■ Prompt ■
Retype all of the data below, keeping every line and character the same.

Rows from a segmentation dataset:
****************************************

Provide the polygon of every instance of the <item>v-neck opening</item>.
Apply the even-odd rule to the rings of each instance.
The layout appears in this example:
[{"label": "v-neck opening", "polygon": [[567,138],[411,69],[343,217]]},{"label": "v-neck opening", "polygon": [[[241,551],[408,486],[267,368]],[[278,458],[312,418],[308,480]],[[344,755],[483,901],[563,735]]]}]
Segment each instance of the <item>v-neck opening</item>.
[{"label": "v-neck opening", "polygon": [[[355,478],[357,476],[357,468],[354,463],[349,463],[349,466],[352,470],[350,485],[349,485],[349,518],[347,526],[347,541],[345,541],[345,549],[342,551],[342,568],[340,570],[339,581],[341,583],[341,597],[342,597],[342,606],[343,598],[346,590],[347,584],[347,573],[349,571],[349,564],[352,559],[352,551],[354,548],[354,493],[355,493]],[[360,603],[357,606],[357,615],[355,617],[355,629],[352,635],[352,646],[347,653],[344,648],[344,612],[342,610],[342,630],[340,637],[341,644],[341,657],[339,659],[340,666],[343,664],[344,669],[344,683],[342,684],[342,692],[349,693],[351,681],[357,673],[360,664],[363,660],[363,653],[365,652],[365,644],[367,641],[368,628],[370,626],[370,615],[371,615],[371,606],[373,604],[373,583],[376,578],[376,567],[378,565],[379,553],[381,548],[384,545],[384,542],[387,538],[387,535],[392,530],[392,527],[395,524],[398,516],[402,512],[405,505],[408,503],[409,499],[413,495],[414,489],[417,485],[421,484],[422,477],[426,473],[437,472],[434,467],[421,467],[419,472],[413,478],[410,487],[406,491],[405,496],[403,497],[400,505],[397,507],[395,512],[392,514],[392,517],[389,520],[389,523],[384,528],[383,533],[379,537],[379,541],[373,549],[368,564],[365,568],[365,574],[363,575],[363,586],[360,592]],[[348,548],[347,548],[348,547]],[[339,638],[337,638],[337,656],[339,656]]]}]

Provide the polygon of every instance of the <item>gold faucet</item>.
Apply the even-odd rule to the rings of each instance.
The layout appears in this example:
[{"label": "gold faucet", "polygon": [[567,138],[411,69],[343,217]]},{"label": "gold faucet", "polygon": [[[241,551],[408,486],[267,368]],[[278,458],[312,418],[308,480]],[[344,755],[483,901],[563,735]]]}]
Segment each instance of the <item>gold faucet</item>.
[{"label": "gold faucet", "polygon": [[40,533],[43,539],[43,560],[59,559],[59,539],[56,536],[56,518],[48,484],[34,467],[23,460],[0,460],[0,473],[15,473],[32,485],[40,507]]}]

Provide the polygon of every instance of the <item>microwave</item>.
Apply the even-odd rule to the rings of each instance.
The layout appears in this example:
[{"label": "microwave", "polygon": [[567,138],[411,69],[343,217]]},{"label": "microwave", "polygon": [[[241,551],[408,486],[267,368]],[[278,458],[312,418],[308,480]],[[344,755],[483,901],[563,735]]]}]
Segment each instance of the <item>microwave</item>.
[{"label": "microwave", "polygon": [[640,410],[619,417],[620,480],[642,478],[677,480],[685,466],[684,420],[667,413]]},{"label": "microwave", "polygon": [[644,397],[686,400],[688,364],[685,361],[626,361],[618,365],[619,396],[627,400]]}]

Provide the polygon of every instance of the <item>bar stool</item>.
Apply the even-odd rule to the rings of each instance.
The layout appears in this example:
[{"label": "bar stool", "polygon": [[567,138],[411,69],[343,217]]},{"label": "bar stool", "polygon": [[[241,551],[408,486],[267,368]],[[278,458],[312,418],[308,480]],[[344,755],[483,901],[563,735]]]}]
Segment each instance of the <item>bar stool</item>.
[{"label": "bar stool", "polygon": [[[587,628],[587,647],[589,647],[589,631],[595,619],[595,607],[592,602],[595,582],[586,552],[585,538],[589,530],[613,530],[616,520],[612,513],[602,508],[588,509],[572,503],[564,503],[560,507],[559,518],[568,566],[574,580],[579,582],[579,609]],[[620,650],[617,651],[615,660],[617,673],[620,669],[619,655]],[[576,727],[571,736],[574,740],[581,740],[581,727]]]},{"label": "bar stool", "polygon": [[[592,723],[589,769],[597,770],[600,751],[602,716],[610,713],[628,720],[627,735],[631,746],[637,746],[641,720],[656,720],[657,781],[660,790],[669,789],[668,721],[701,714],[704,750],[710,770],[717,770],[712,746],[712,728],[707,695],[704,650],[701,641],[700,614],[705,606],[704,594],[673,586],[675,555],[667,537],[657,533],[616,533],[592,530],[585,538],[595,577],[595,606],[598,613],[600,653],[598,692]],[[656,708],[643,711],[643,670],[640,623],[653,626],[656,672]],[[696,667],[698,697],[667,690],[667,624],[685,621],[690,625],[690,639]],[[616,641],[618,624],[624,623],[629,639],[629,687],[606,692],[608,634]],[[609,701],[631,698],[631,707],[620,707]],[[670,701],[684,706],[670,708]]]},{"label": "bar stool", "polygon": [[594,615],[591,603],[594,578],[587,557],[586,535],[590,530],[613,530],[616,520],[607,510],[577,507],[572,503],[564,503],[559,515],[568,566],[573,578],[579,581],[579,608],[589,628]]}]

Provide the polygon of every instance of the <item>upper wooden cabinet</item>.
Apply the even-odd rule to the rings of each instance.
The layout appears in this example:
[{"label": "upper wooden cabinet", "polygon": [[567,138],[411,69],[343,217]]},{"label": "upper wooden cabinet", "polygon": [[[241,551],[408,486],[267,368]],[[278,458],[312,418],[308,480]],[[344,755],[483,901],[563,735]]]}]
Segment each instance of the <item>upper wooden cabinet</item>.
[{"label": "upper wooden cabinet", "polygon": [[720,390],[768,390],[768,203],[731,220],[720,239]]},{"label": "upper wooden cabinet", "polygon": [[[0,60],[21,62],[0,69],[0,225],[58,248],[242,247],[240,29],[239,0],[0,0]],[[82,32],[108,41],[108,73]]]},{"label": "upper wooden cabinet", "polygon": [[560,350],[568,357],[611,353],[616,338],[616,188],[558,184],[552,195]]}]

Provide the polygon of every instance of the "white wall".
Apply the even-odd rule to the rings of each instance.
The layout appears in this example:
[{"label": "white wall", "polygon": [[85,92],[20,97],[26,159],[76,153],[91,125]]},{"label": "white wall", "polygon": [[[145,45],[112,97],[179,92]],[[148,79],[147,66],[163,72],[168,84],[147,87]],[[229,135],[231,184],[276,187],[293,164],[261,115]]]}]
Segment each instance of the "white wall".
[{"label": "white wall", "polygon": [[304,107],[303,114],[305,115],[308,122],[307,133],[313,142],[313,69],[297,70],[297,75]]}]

****************************************

■ Result of this exercise ■
Provide the polygon of every instance of the <item>v-neck opening</item>.
Apply the even-odd rule to the rings of each instance.
The layout appears in this example:
[{"label": "v-neck opening", "polygon": [[567,138],[411,69],[343,217]]},{"label": "v-neck opening", "polygon": [[[241,551],[408,486],[267,368]],[[278,458],[312,418],[308,480]],[[344,755],[483,901],[563,735]]]}]
Segment each instance of the <item>v-neck opening</item>.
[{"label": "v-neck opening", "polygon": [[[355,478],[357,476],[357,468],[354,463],[349,463],[349,466],[352,470],[350,485],[349,485],[349,518],[347,526],[347,541],[345,541],[345,549],[342,551],[342,568],[340,570],[339,581],[341,583],[341,597],[342,597],[342,606],[343,598],[346,590],[347,584],[347,573],[349,571],[349,564],[352,559],[352,551],[354,548],[354,493],[355,493]],[[360,603],[357,606],[357,615],[355,617],[355,629],[352,635],[352,646],[347,653],[344,648],[344,612],[342,610],[342,630],[340,637],[341,644],[341,657],[339,659],[340,666],[343,664],[344,669],[344,683],[342,684],[342,692],[349,693],[351,681],[357,673],[360,664],[363,660],[363,653],[365,652],[365,644],[367,641],[368,628],[370,626],[370,615],[371,615],[371,606],[373,604],[373,583],[376,578],[376,567],[378,565],[379,553],[381,548],[384,545],[384,542],[387,538],[387,535],[392,530],[392,527],[395,524],[398,516],[402,512],[405,505],[408,503],[409,499],[413,495],[414,489],[417,485],[421,484],[422,477],[426,473],[437,472],[434,467],[421,467],[419,472],[413,478],[410,487],[406,491],[405,496],[403,497],[400,505],[397,507],[395,512],[392,514],[392,517],[389,520],[389,523],[384,528],[383,533],[379,537],[379,541],[373,549],[368,564],[365,568],[365,574],[363,575],[363,586],[360,592]],[[348,548],[347,548],[348,547]],[[339,638],[337,638],[337,656],[339,656]]]}]

Provide the polygon of every instance of the <item>gold faucet</item>.
Apply the even-odd rule to the rings of each instance.
The layout appears in this example:
[{"label": "gold faucet", "polygon": [[567,138],[411,69],[343,217]]},{"label": "gold faucet", "polygon": [[[241,551],[408,486],[267,368]],[[278,458],[312,418],[308,480]],[[344,755],[483,901],[563,735]]]}]
Segment each instance of the <item>gold faucet</item>.
[{"label": "gold faucet", "polygon": [[40,533],[43,539],[43,560],[59,559],[59,539],[56,536],[56,518],[48,484],[34,467],[23,460],[0,460],[0,473],[15,473],[32,485],[40,507]]}]

Provide the polygon of every instance of the <item>microwave</item>.
Apply the even-odd rule to the rings of each instance.
The layout appears in this example:
[{"label": "microwave", "polygon": [[567,138],[411,69],[343,217]]},{"label": "microwave", "polygon": [[[241,551],[408,486],[267,368]],[[278,458],[312,418],[308,480]],[[344,755],[483,901],[563,735]]]}]
Segment each instance of the <item>microwave</item>.
[{"label": "microwave", "polygon": [[640,410],[619,417],[620,480],[642,478],[677,480],[685,466],[684,420],[667,413]]},{"label": "microwave", "polygon": [[644,397],[686,400],[688,364],[685,361],[626,361],[618,365],[619,396],[627,400]]}]

Provide the polygon of every instance of the <item>bar stool</item>.
Apply the even-odd rule to the rings of each instance.
The layout appears in this example:
[{"label": "bar stool", "polygon": [[567,138],[411,69],[343,217]]},{"label": "bar stool", "polygon": [[[241,551],[408,486],[267,368]],[[278,458],[312,418],[308,480]],[[344,755],[483,901],[563,735]]]}]
Segment each instance of the <item>bar stool</item>.
[{"label": "bar stool", "polygon": [[[587,628],[587,647],[589,647],[589,631],[595,619],[595,607],[592,602],[595,582],[586,552],[585,538],[589,530],[613,530],[616,520],[612,513],[602,508],[588,509],[572,503],[564,503],[560,507],[559,518],[568,566],[574,580],[579,582],[579,609]],[[620,650],[617,651],[615,660],[617,673],[620,669],[619,655]],[[576,727],[571,736],[574,740],[581,740],[581,727]]]},{"label": "bar stool", "polygon": [[[592,723],[589,769],[597,770],[600,751],[602,716],[610,713],[628,720],[627,735],[631,746],[637,746],[641,720],[656,720],[657,781],[660,790],[669,789],[668,721],[701,714],[704,750],[710,770],[717,770],[712,746],[712,728],[707,695],[704,650],[701,641],[700,614],[705,606],[704,594],[673,586],[675,555],[667,537],[657,533],[616,533],[592,530],[585,538],[595,577],[595,606],[598,613],[600,653],[598,692]],[[656,708],[643,711],[643,670],[640,623],[653,626],[656,672]],[[696,667],[698,697],[667,690],[667,624],[685,621],[690,625],[690,639]],[[616,641],[618,624],[624,623],[629,639],[629,687],[606,692],[608,634]],[[609,701],[631,698],[631,707],[620,707]],[[670,701],[684,706],[670,708]]]},{"label": "bar stool", "polygon": [[594,615],[591,603],[594,578],[587,557],[586,535],[590,530],[613,530],[616,520],[607,510],[577,507],[572,503],[564,503],[559,515],[568,566],[573,578],[579,581],[579,608],[589,628]]}]

Provide the polygon of every instance of the <item>upper wooden cabinet</item>.
Apply the even-odd rule to the rings of each instance.
The layout appears in this example:
[{"label": "upper wooden cabinet", "polygon": [[567,138],[411,69],[343,217]]},{"label": "upper wooden cabinet", "polygon": [[[241,551],[408,486],[267,368]],[[278,458],[312,418],[308,480]],[[344,755],[483,901],[563,735]]]}]
Segment each instance of the <item>upper wooden cabinet</item>.
[{"label": "upper wooden cabinet", "polygon": [[720,390],[768,390],[768,203],[731,220],[720,239]]},{"label": "upper wooden cabinet", "polygon": [[[0,60],[21,62],[0,69],[0,225],[58,248],[242,247],[240,29],[239,0],[0,0]],[[82,32],[108,41],[108,73]]]},{"label": "upper wooden cabinet", "polygon": [[560,350],[568,357],[611,353],[616,338],[616,188],[558,184],[552,195]]}]

Provide the polygon of every instance of the "white wall".
Apply the even-odd rule to the rings of each instance.
The layout appears in this example:
[{"label": "white wall", "polygon": [[85,92],[20,97],[26,159],[76,153],[91,125]]},{"label": "white wall", "polygon": [[[145,45],[112,97],[179,92]],[[148,79],[147,66],[163,72],[168,84],[147,87]],[[229,135],[231,184],[276,187],[293,164],[261,115]]]}]
Segment each instance of the "white wall".
[{"label": "white wall", "polygon": [[304,107],[303,114],[305,115],[308,122],[307,133],[313,142],[313,69],[297,70],[297,75]]}]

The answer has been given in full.